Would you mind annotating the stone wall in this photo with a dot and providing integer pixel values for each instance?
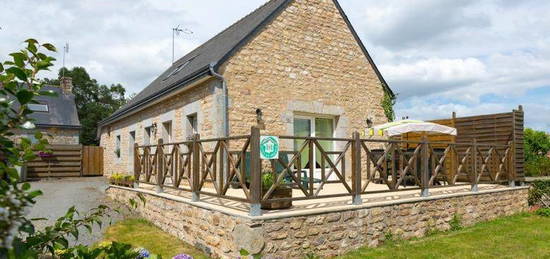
(328, 234)
(200, 100)
(305, 62)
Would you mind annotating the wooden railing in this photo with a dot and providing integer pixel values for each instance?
(231, 168)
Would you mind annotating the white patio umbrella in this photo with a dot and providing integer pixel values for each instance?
(407, 126)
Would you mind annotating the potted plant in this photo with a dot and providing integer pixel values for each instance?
(282, 191)
(122, 180)
(45, 154)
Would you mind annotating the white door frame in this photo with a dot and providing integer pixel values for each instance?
(311, 119)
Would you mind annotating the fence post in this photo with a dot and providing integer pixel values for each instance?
(255, 173)
(474, 157)
(356, 168)
(137, 166)
(425, 171)
(195, 173)
(511, 164)
(160, 166)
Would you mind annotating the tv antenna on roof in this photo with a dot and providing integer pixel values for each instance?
(178, 31)
(65, 50)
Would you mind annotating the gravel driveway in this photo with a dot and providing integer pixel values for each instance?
(60, 194)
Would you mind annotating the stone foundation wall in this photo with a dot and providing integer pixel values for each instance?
(329, 234)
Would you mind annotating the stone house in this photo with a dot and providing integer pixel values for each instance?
(55, 116)
(299, 62)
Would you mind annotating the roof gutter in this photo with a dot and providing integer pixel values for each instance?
(59, 126)
(225, 105)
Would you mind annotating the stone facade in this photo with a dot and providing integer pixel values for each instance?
(55, 136)
(199, 101)
(304, 62)
(326, 234)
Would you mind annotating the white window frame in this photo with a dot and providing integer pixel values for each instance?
(311, 118)
(147, 135)
(118, 142)
(167, 133)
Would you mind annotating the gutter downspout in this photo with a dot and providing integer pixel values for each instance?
(225, 119)
(225, 106)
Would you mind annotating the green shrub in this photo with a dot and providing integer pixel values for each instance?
(267, 180)
(539, 166)
(456, 222)
(538, 188)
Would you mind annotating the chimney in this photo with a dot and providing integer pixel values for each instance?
(66, 84)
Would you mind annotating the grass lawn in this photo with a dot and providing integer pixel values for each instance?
(520, 236)
(141, 233)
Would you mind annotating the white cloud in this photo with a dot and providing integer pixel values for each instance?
(440, 55)
(434, 75)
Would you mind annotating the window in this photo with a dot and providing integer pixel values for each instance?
(167, 132)
(38, 107)
(117, 147)
(147, 136)
(305, 126)
(131, 143)
(192, 125)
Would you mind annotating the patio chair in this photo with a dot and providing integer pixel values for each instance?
(303, 177)
(278, 168)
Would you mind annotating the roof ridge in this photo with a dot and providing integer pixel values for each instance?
(224, 30)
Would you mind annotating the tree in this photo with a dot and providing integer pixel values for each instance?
(537, 146)
(94, 101)
(18, 236)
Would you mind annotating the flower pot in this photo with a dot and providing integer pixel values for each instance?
(281, 192)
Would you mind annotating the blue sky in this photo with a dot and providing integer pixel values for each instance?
(440, 56)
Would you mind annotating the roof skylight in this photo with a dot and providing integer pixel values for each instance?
(38, 107)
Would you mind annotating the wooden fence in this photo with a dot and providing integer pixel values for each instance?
(67, 161)
(500, 129)
(209, 167)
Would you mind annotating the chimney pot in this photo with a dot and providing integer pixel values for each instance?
(66, 83)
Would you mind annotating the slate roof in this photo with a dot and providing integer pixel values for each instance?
(62, 110)
(212, 54)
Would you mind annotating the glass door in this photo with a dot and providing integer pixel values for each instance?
(306, 126)
(302, 128)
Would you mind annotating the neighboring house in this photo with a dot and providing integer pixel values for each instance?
(299, 61)
(56, 116)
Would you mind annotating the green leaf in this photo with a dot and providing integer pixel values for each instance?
(18, 72)
(49, 47)
(243, 252)
(24, 96)
(19, 59)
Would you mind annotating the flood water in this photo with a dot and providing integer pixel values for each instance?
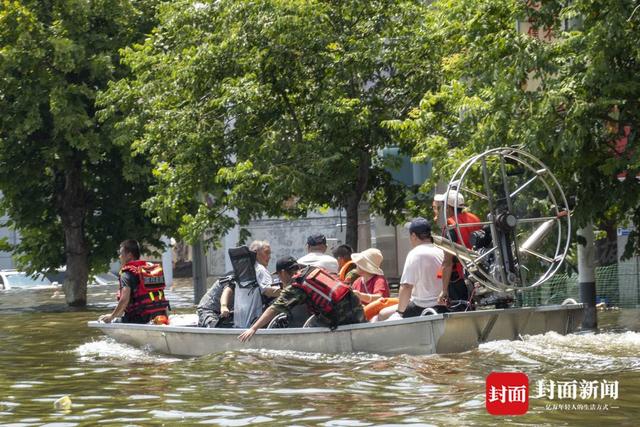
(47, 352)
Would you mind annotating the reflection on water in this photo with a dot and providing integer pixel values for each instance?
(47, 352)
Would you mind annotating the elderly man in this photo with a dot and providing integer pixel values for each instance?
(316, 248)
(247, 301)
(348, 273)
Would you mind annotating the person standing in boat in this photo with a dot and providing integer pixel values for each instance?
(247, 302)
(141, 296)
(420, 285)
(454, 286)
(332, 301)
(316, 248)
(346, 267)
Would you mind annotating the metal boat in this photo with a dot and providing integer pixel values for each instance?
(519, 247)
(441, 333)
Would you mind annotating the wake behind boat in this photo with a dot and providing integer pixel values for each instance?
(441, 333)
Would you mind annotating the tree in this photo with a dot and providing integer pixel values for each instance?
(71, 192)
(586, 59)
(272, 107)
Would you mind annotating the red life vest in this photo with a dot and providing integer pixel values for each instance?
(322, 288)
(148, 298)
(465, 232)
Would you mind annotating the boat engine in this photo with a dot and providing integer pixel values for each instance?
(524, 232)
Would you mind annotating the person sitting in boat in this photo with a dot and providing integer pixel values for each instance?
(346, 267)
(420, 285)
(247, 302)
(141, 296)
(215, 309)
(371, 287)
(316, 248)
(330, 300)
(455, 287)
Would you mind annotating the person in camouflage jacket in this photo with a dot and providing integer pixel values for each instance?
(347, 311)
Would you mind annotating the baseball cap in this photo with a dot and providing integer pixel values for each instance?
(285, 263)
(316, 239)
(419, 226)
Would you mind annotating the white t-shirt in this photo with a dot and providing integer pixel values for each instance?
(421, 270)
(247, 302)
(318, 259)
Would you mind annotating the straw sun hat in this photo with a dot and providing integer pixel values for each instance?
(369, 260)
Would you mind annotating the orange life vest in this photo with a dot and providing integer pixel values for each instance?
(148, 298)
(324, 291)
(465, 232)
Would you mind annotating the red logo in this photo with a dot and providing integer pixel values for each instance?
(507, 393)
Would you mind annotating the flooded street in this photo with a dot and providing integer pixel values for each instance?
(47, 352)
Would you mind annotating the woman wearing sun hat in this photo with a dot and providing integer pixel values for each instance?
(371, 287)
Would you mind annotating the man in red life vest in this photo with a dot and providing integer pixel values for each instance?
(332, 301)
(453, 283)
(141, 291)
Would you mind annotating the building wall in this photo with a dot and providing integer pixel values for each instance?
(12, 237)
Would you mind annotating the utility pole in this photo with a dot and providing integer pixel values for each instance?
(587, 277)
(199, 269)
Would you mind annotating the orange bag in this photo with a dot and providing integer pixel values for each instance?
(374, 308)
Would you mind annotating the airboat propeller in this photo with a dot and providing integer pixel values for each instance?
(524, 233)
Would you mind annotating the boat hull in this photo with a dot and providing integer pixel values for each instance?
(443, 333)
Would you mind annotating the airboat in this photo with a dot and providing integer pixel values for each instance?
(521, 242)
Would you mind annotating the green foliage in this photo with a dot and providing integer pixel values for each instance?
(588, 92)
(54, 58)
(270, 107)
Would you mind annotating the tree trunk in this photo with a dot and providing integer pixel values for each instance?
(76, 250)
(354, 198)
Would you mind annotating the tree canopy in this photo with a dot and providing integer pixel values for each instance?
(68, 189)
(272, 107)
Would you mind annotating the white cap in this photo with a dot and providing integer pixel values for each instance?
(451, 200)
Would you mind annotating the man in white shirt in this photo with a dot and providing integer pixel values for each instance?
(316, 257)
(247, 302)
(420, 285)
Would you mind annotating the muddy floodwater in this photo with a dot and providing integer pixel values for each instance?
(47, 352)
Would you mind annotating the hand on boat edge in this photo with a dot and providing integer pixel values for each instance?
(246, 335)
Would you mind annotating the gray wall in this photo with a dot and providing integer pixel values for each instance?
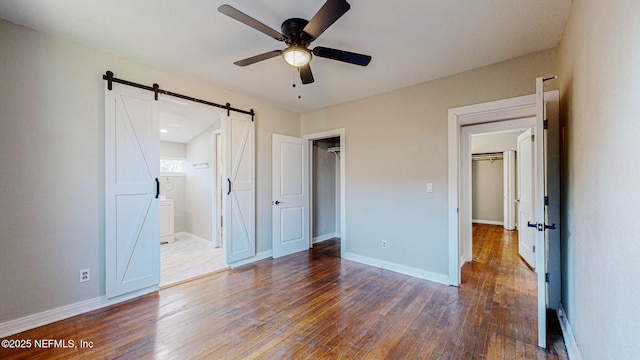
(199, 185)
(599, 79)
(395, 144)
(52, 139)
(172, 186)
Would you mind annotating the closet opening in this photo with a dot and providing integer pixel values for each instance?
(326, 190)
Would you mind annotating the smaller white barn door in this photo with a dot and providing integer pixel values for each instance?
(526, 157)
(238, 177)
(132, 166)
(290, 195)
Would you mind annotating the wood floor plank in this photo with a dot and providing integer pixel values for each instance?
(315, 305)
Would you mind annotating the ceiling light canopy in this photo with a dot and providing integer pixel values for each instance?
(296, 56)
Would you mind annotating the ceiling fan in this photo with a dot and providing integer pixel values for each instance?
(298, 34)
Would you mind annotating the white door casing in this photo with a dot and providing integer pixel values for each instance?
(290, 195)
(526, 162)
(513, 108)
(238, 142)
(132, 166)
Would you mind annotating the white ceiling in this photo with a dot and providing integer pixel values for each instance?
(411, 41)
(181, 121)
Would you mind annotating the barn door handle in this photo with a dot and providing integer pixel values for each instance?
(541, 227)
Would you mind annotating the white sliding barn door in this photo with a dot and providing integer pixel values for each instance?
(290, 195)
(238, 177)
(132, 162)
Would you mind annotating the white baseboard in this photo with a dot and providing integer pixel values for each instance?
(567, 334)
(259, 256)
(402, 269)
(488, 222)
(325, 237)
(64, 312)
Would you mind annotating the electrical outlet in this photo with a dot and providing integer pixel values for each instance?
(85, 275)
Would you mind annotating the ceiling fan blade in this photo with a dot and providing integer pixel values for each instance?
(236, 14)
(341, 55)
(331, 11)
(305, 74)
(255, 59)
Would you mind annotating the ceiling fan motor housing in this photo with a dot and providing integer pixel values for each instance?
(293, 32)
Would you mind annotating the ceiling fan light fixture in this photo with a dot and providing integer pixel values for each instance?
(296, 56)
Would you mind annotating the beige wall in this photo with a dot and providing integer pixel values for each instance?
(599, 58)
(396, 143)
(487, 191)
(52, 154)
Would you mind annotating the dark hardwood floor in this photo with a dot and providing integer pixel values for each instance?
(315, 305)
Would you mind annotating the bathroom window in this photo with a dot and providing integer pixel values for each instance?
(172, 166)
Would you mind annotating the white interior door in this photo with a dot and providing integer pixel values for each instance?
(526, 238)
(540, 212)
(290, 195)
(132, 166)
(509, 181)
(238, 142)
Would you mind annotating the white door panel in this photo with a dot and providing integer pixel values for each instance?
(540, 212)
(290, 207)
(525, 195)
(238, 142)
(132, 160)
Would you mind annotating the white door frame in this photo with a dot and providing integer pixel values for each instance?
(217, 189)
(513, 108)
(343, 145)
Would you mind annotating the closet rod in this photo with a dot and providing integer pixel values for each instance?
(156, 89)
(488, 154)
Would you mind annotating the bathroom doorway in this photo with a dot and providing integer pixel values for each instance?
(189, 182)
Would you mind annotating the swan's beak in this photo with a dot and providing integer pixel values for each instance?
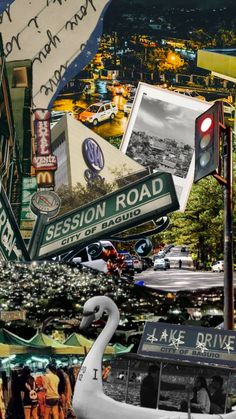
(87, 319)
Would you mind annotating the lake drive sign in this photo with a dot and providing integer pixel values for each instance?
(150, 197)
(188, 343)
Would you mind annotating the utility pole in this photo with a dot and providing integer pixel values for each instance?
(228, 231)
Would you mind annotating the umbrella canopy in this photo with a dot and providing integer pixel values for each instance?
(10, 338)
(43, 341)
(79, 340)
(7, 350)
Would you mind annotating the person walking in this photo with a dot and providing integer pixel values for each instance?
(149, 388)
(50, 383)
(200, 403)
(28, 394)
(218, 397)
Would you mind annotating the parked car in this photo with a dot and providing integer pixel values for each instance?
(128, 106)
(218, 266)
(138, 263)
(98, 112)
(190, 93)
(159, 263)
(148, 262)
(160, 254)
(57, 115)
(128, 265)
(87, 258)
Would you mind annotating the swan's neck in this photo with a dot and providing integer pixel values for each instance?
(95, 354)
(90, 376)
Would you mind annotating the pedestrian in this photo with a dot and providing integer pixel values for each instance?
(14, 407)
(29, 394)
(200, 403)
(62, 393)
(50, 383)
(149, 388)
(218, 397)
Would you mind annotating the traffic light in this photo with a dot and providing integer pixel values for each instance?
(207, 141)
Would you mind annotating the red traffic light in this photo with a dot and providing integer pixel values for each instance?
(207, 137)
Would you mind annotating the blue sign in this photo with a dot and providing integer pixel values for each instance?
(188, 343)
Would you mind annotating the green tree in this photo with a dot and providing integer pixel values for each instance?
(201, 225)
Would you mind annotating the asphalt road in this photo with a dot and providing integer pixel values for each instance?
(181, 279)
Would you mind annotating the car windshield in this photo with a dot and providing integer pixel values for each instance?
(93, 108)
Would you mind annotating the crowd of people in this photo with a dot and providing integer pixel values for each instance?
(45, 395)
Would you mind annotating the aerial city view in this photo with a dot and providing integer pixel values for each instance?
(117, 209)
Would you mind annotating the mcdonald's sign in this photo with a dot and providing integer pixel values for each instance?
(45, 179)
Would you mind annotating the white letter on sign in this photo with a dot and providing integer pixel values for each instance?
(157, 186)
(120, 202)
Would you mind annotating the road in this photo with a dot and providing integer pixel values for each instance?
(181, 279)
(115, 128)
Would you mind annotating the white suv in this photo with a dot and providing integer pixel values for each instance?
(86, 257)
(218, 266)
(98, 112)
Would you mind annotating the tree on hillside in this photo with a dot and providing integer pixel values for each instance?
(201, 225)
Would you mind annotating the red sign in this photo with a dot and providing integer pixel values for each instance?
(45, 179)
(43, 137)
(45, 162)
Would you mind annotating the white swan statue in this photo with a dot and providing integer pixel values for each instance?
(89, 400)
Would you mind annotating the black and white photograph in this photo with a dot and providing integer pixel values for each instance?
(160, 134)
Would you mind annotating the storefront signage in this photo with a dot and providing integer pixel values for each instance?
(45, 162)
(188, 343)
(43, 137)
(45, 202)
(143, 200)
(12, 246)
(45, 179)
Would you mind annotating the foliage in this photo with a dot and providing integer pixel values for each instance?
(201, 225)
(165, 60)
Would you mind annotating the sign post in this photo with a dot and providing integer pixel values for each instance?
(148, 198)
(44, 204)
(12, 245)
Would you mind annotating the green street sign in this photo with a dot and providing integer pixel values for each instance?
(12, 246)
(150, 197)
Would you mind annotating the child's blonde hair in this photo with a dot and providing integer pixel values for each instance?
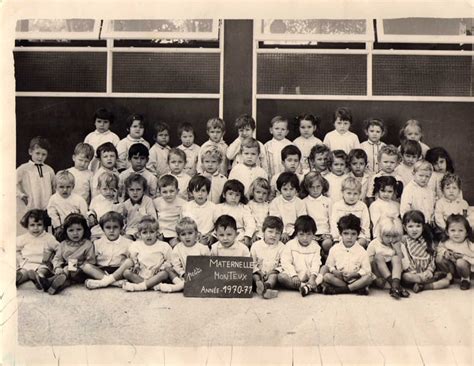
(423, 165)
(148, 223)
(108, 179)
(185, 223)
(390, 226)
(351, 183)
(215, 123)
(65, 176)
(212, 152)
(258, 183)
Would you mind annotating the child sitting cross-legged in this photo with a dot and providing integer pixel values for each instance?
(348, 265)
(227, 245)
(301, 259)
(111, 254)
(149, 257)
(386, 256)
(266, 254)
(287, 205)
(188, 245)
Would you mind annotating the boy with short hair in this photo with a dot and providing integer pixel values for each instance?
(248, 170)
(83, 154)
(215, 128)
(138, 155)
(158, 162)
(211, 158)
(111, 254)
(64, 202)
(200, 209)
(245, 125)
(279, 130)
(186, 135)
(226, 233)
(348, 265)
(34, 179)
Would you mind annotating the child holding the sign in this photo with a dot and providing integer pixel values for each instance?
(266, 254)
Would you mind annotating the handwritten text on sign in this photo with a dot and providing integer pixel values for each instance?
(218, 277)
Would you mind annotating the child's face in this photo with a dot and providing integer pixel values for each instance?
(226, 236)
(138, 162)
(215, 134)
(108, 192)
(440, 166)
(349, 237)
(135, 191)
(35, 227)
(305, 238)
(187, 138)
(291, 163)
(315, 189)
(102, 125)
(414, 229)
(374, 133)
(75, 232)
(64, 188)
(38, 155)
(338, 166)
(188, 237)
(413, 133)
(358, 166)
(81, 162)
(169, 193)
(260, 194)
(451, 191)
(176, 164)
(245, 132)
(388, 163)
(108, 159)
(163, 137)
(422, 177)
(200, 195)
(279, 130)
(320, 162)
(457, 232)
(271, 236)
(350, 196)
(210, 164)
(112, 230)
(232, 197)
(387, 193)
(341, 126)
(149, 236)
(136, 129)
(409, 159)
(250, 156)
(307, 129)
(288, 192)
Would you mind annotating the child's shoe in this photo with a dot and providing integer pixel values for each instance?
(465, 285)
(58, 282)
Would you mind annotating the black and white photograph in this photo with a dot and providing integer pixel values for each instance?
(278, 183)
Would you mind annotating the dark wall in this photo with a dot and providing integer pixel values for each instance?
(449, 125)
(66, 121)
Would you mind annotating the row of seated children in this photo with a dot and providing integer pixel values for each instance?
(403, 252)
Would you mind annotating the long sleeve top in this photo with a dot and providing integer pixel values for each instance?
(288, 211)
(301, 261)
(353, 259)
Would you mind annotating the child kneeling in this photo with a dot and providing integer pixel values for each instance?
(348, 266)
(301, 258)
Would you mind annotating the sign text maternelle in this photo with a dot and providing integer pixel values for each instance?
(218, 276)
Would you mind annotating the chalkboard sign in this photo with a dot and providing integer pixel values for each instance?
(218, 277)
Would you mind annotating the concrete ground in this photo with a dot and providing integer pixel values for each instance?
(431, 320)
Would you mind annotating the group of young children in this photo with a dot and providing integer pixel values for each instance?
(332, 216)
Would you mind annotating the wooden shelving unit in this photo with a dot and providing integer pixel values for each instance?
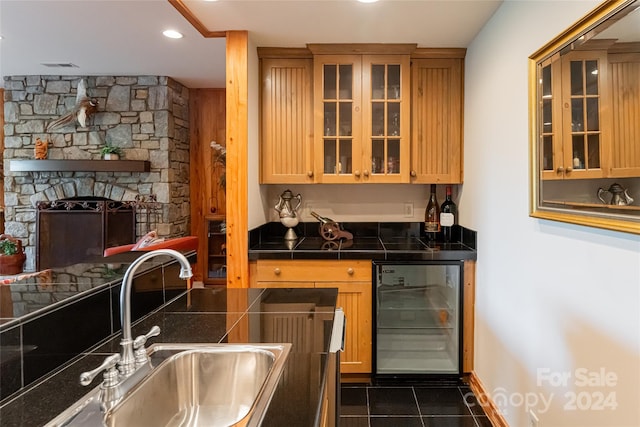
(216, 261)
(79, 166)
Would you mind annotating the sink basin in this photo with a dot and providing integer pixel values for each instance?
(191, 385)
(204, 385)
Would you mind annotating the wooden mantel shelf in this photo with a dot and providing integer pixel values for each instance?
(79, 166)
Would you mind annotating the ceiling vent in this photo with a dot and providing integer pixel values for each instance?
(59, 65)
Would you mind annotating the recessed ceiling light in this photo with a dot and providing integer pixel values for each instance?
(172, 34)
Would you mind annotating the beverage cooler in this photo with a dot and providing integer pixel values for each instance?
(418, 320)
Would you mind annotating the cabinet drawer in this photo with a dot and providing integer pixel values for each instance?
(313, 271)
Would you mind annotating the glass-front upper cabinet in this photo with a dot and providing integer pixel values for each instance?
(574, 137)
(362, 115)
(339, 88)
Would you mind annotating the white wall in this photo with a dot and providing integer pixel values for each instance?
(551, 297)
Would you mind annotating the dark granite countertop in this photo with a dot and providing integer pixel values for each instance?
(33, 292)
(376, 241)
(216, 315)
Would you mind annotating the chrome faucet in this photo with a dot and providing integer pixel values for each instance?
(127, 364)
(119, 369)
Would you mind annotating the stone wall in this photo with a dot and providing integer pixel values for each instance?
(146, 116)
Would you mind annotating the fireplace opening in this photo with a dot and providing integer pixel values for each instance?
(79, 229)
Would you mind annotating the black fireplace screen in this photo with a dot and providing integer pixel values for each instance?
(75, 230)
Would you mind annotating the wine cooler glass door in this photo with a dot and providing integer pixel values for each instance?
(418, 322)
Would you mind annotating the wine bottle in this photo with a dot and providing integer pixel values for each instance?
(448, 216)
(432, 216)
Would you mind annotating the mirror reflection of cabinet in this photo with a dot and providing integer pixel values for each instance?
(362, 110)
(585, 120)
(576, 115)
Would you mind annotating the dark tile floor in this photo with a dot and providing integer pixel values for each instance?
(410, 406)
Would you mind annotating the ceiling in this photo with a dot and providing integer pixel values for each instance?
(123, 37)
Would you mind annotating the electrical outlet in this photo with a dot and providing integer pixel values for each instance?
(308, 208)
(408, 210)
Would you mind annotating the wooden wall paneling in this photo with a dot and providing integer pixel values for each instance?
(625, 103)
(2, 160)
(287, 122)
(207, 123)
(437, 120)
(237, 142)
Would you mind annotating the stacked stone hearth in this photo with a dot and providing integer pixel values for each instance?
(146, 116)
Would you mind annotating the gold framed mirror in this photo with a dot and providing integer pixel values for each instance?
(584, 119)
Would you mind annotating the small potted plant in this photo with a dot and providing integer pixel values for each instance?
(12, 255)
(111, 152)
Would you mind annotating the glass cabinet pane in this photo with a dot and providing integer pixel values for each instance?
(591, 77)
(393, 81)
(330, 119)
(345, 163)
(346, 81)
(345, 119)
(547, 153)
(330, 81)
(377, 118)
(385, 118)
(593, 150)
(330, 159)
(338, 93)
(377, 81)
(576, 78)
(577, 115)
(393, 156)
(393, 124)
(377, 156)
(593, 121)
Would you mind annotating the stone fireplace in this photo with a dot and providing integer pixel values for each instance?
(146, 116)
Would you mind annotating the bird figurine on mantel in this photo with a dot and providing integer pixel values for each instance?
(83, 109)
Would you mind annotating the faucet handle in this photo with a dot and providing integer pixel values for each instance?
(110, 374)
(140, 353)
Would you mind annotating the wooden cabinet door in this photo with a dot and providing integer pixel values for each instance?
(385, 126)
(355, 300)
(338, 112)
(585, 129)
(436, 128)
(286, 140)
(576, 136)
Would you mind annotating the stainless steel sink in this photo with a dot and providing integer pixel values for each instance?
(196, 385)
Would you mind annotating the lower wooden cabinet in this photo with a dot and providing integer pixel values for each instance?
(352, 278)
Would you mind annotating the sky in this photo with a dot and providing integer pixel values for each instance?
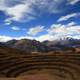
(39, 19)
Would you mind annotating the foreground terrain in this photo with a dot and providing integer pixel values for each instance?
(39, 66)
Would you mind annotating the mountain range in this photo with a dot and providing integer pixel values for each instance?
(28, 46)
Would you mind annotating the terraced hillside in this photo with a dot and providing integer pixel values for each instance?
(63, 66)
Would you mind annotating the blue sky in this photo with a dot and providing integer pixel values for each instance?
(39, 19)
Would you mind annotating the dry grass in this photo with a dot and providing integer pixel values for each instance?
(47, 66)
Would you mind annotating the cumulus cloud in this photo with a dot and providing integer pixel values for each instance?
(35, 30)
(72, 2)
(25, 10)
(15, 28)
(4, 38)
(63, 31)
(64, 18)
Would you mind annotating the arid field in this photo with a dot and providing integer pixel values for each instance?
(39, 66)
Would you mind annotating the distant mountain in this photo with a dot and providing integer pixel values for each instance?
(63, 44)
(29, 46)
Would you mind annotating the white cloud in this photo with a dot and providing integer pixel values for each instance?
(64, 18)
(24, 10)
(7, 22)
(35, 30)
(15, 28)
(5, 38)
(63, 31)
(71, 24)
(72, 2)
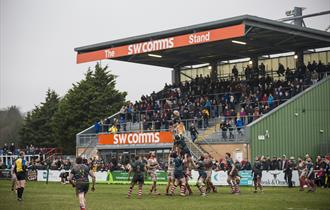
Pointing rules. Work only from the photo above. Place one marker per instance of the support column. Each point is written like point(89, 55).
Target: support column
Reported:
point(214, 71)
point(176, 76)
point(300, 58)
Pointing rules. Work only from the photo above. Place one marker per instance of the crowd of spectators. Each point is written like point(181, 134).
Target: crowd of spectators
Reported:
point(238, 100)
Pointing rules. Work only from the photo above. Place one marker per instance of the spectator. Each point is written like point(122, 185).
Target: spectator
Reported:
point(193, 132)
point(281, 70)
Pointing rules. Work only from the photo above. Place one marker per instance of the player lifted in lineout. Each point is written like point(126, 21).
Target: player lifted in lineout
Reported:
point(233, 178)
point(152, 167)
point(138, 169)
point(79, 179)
◆ ◆ ◆ ◆
→ **What you have to do**
Extract every line above that contains the word "Work".

→ **Exercise answer**
Pointing rules. Work only from the photo above. Place one marker per instance of the support column. Each point is written like point(89, 55).
Pointing rules. Work only from the photo above. Place one marker per instance of the crowd of spectators. Each point is written like point(181, 134).
Pointing rules. Work only from the photo above. Place one marker per instance of the spectator. Each point is written like point(122, 185).
Pointing rules. Work only from the photo above. Place one marker per instance of the player lifted in lineout. Each point is written like point(126, 21).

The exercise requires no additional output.